Start of Data listing

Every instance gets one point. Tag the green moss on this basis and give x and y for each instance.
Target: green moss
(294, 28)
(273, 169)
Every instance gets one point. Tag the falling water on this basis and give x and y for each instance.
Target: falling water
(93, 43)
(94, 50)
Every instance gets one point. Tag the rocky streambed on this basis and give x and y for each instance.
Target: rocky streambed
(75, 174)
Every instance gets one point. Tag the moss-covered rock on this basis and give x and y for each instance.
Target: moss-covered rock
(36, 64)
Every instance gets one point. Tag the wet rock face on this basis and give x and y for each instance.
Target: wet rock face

End of Data listing
Start of Data listing

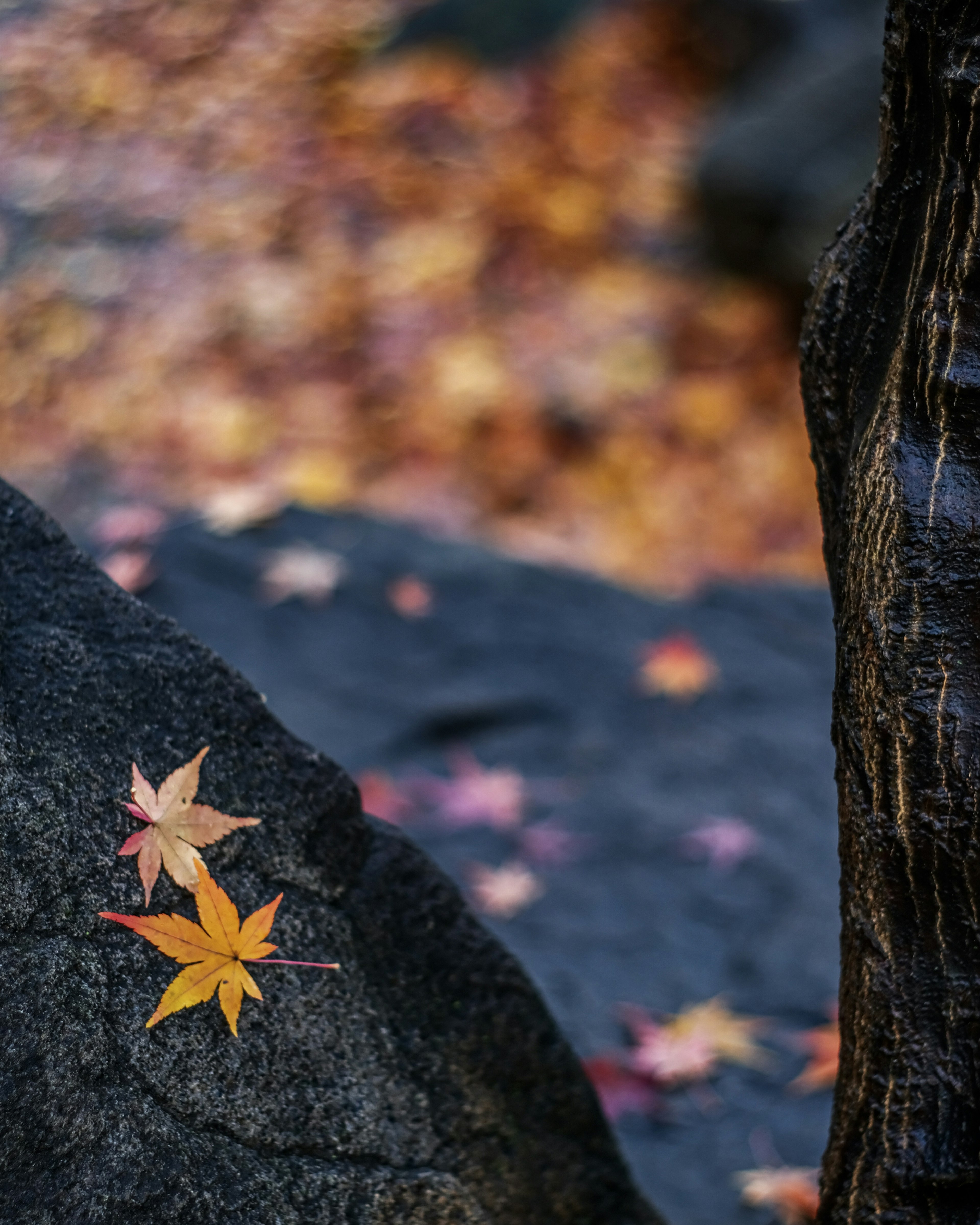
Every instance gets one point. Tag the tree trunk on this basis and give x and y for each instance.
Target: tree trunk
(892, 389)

End of Data listing

### Task details
Copy out precisely the lines from the line with "Target: rocky streambed" to the line with "Target: wet rock face" in the material above, including those two lines and omitting all the rest.

### Written response
Target: rocky streambed
(75, 174)
Every instance gets one point. Tag the moss-covered rock on this basis and give x and y for each instance.
Target: moss-covered rock
(36, 64)
Every instance gets one point. Tag the wet rock face on this basis and give x and y for each instance.
Target: wet rock face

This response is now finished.